• Directive: Copy out every line of the items below word for word, leaving the pictures out.

[Contour annotation records]

— Start —

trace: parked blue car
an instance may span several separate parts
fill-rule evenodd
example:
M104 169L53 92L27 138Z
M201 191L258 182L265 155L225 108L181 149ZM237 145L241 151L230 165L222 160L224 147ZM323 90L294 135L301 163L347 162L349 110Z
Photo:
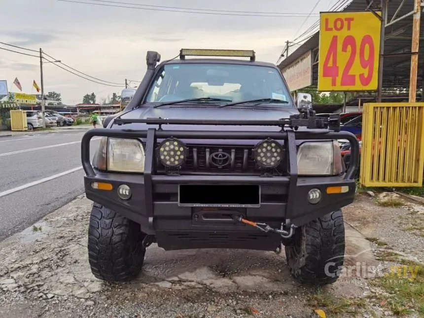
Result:
M352 133L356 135L356 138L360 140L362 133L362 115L359 115L344 125L341 125L340 130Z

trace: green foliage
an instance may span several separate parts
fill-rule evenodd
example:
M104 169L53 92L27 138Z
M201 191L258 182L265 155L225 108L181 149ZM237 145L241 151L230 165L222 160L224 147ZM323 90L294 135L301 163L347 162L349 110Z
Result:
M56 102L58 102L57 103L58 105L63 105L62 103L62 97L60 96L60 93L57 93L57 92L49 92L46 95L46 97L50 101L56 101ZM48 105L52 105L54 104L53 103L49 103Z
M96 104L96 94L94 93L87 94L82 98L82 103L84 104Z
M319 93L316 89L308 88L301 90L312 96L312 103L314 104L343 104L345 100L344 94L339 92ZM348 93L346 95L346 100L353 97L353 95L350 93Z

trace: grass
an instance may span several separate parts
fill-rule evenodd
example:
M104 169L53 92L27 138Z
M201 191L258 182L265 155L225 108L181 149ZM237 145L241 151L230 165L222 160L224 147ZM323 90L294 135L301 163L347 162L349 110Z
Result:
M385 199L377 199L376 203L381 207L398 208L405 205L404 202L397 198L387 198Z
M393 189L399 192L424 198L424 187L400 187Z
M42 228L41 226L37 227L36 225L33 225L33 232L38 232L42 230Z
M310 296L308 303L314 308L322 309L329 317L342 313L357 314L366 305L364 299L337 297L321 289Z
M386 242L383 242L382 241L380 241L379 239L377 238L366 238L367 240L371 242L375 243L376 245L378 246L387 246L387 243Z
M424 231L424 225L413 224L410 226L405 227L404 230L405 231Z
M399 274L373 280L370 284L378 287L390 294L387 297L379 296L381 303L399 317L404 316L413 311L421 317L424 315L424 264L413 261L401 260L401 265L408 269L408 277L399 277ZM413 279L410 273L416 273ZM405 272L400 274L405 274Z

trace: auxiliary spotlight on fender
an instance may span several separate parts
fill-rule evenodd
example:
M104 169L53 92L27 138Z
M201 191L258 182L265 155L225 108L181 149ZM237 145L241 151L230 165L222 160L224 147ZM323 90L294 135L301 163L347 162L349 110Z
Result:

— End —

• Solution to the exercise:
trace: parked blue car
an instance may span several separate parts
fill-rule evenodd
example:
M104 169L53 92L27 138Z
M201 191L258 182L265 155L225 108L181 149ZM237 145L241 151L230 165L222 160L224 147ZM323 90L294 135L301 163L347 162L349 110Z
Photo:
Result:
M352 133L356 135L356 138L360 140L362 133L362 115L359 115L344 125L341 125L340 130Z

trace: green foliage
an instance may span several separate parts
fill-rule evenodd
example:
M104 169L53 92L27 138Z
M201 191L258 182L265 155L225 108L181 149ZM237 145L241 151L230 165L222 160L224 147ZM323 90L294 135L301 163L347 162L349 110Z
Result:
M56 102L58 102L57 103L58 105L63 105L62 103L62 97L60 96L60 93L57 93L57 92L49 92L46 95L46 97L50 101L56 101ZM48 105L52 105L54 104L53 103L49 103Z
M96 104L96 94L94 93L87 94L82 98L82 103L84 104Z
M319 93L316 89L308 88L301 90L312 96L312 103L314 104L343 104L345 100L344 94L339 92ZM348 93L346 95L346 100L353 97L353 95L350 93Z

trace: grass
an instance may span several separate parts
fill-rule evenodd
example:
M104 169L53 92L27 138Z
M201 191L258 182L265 155L225 108L181 149ZM237 145L241 151L230 165L222 160L224 147ZM323 90L294 135L301 163L347 162L349 110Z
Result:
M385 199L377 199L376 203L381 207L398 208L405 205L404 202L397 198L387 198Z
M393 189L399 192L424 198L424 187L400 187Z
M42 228L41 226L37 227L36 225L33 225L33 232L38 232L42 230Z
M310 296L308 303L314 308L322 309L329 317L342 313L357 314L366 305L364 299L337 297L321 289Z
M386 242L383 242L382 241L380 241L379 239L377 238L366 238L367 240L371 242L375 243L376 245L378 246L387 246L387 243Z
M424 231L424 225L413 224L410 226L405 227L404 230L405 231Z
M399 274L373 280L370 284L378 287L390 294L387 297L379 296L381 303L399 317L404 316L413 311L421 317L424 315L424 264L413 261L401 260L401 265L408 269L408 277L399 277ZM413 279L410 273L416 273ZM405 272L400 274L405 274Z

trace: auxiliary spotlight on fender
an instance may span several separate parts
fill-rule evenodd
example:
M104 169L53 92L27 138Z
M201 191L258 182L265 155L225 108L181 149ZM237 145L241 151L230 165L222 160L224 147ZM323 90L294 135L301 163L347 162L349 110Z
Result:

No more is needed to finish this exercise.